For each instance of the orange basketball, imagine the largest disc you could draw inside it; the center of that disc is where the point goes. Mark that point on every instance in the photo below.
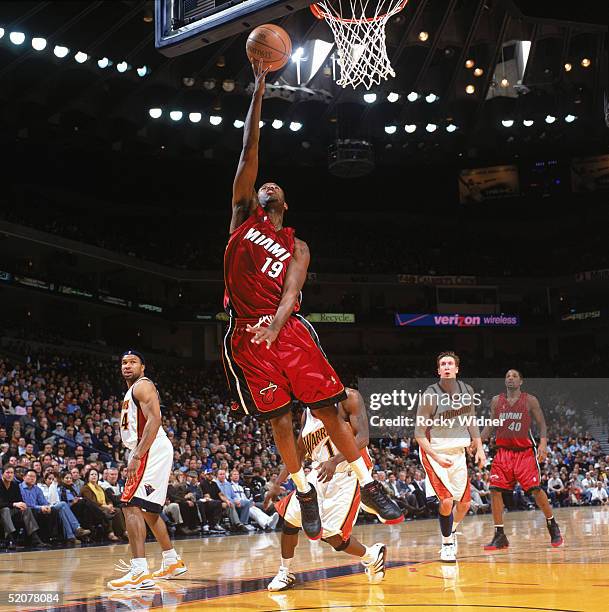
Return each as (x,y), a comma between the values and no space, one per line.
(270,45)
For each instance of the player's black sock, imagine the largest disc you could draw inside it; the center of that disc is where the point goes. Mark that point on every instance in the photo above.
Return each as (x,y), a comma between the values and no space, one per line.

════════════════

### WHAT YOU WILL DO
After removing each picture, print the entries above exactly as they were.

### COMPLETED TASK
For each instance of the orange basketball, imagine the largest disc you could draw inside it; the center of that disc is where the point goes. Mark that point on every instance in the photo below.
Return each as (x,y), a comma between the values and no space, one per line.
(270,45)
For each instance of the player's black sock, imagine the largest disc you could draw inside it; the center of that disc is where the point goes. Mark that point on every instance in the photo above.
Return each as (x,y), a comma between the values and no space, one per line.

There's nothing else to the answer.